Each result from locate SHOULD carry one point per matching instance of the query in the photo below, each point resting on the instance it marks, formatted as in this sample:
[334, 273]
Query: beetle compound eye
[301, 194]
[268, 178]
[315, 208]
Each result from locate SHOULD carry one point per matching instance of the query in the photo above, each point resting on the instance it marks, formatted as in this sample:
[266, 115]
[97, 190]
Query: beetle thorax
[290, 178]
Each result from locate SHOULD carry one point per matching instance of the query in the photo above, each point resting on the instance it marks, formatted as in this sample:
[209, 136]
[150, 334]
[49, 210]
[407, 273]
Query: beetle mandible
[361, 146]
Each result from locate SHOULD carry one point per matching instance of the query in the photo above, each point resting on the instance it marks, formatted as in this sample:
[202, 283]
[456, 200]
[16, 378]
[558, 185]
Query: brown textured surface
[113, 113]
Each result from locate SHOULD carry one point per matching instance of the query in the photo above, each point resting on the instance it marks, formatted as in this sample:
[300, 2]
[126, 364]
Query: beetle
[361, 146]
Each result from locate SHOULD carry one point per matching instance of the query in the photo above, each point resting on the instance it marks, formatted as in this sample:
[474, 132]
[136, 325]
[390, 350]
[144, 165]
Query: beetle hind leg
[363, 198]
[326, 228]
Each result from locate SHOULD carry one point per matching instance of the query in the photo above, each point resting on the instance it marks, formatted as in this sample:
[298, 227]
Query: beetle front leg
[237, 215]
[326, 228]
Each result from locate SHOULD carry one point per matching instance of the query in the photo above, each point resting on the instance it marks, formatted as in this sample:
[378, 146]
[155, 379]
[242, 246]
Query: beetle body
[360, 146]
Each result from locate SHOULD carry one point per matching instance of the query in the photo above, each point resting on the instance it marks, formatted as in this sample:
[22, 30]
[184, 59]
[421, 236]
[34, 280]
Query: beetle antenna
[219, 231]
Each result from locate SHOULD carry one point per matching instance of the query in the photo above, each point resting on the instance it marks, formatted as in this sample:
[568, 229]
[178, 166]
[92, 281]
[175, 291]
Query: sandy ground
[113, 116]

^^^^^^^^^^^^^^^^

### About this exercise
Reproduce the listing above line for line, exactly.

### The completed task
Each result from locate SHOULD carry one point per matching instance of the query in the photo below, each point resting on the instance it marks, formatted as in this sample:
[334, 273]
Query: beetle compound eye
[301, 194]
[268, 178]
[315, 208]
Each result from locate SHOULD carry one point per matching instance of the query in the photo above, each point resting on the instance it marks, formatted as in this sample:
[266, 115]
[97, 190]
Query: beetle thorax
[290, 178]
Each result from locate SHOULD carry one point per matching instance of the query in the photo above, each point resting on the instance it marks, formatted as in this sample:
[209, 136]
[150, 334]
[49, 210]
[407, 273]
Query: beetle mandible
[361, 146]
Each result from locate SHOULD carry one point per matching instance of the query in the photo above, each point resting on the instance it marks, formatted as in this sample:
[202, 283]
[456, 200]
[16, 378]
[558, 185]
Query: brown textured surface
[113, 113]
Each result from locate SHOULD carry one point per matching instance of the query in the photo above, each point resting on the instance it marks, formatted as in this sample:
[300, 2]
[126, 364]
Query: beetle
[361, 146]
Each result from locate SHOULD carry one point per matching instance of the query in the photo above, each point resting on the instance it marks, formatted as in this sample:
[474, 132]
[136, 325]
[390, 350]
[144, 165]
Query: beetle hind leg
[363, 198]
[326, 228]
Each result from locate SHOULD carry one point per matching instance of the query in the photo above, each point resting on the instance it marks, formatted as in this sample:
[298, 227]
Query: beetle front leg
[237, 215]
[326, 228]
Each result from locate SHOULD carry one point per matching instance of the query in the photo above, each point resting on the instance it marks, formatted as in this sample:
[378, 146]
[155, 379]
[242, 246]
Query: beetle body
[360, 146]
Each result from locate SHOULD carry one point per matching instance of the query in the photo above, each point resting on the instance it marks, formatted as in this sample:
[22, 30]
[184, 59]
[421, 236]
[34, 280]
Query: beetle antenna
[219, 231]
Each result from locate SHOULD carry one point per matching instance of the query in the photo above, each point resting on the instance it marks, formatted as in this sample:
[568, 229]
[178, 166]
[92, 281]
[175, 291]
Query: sandy ground
[113, 116]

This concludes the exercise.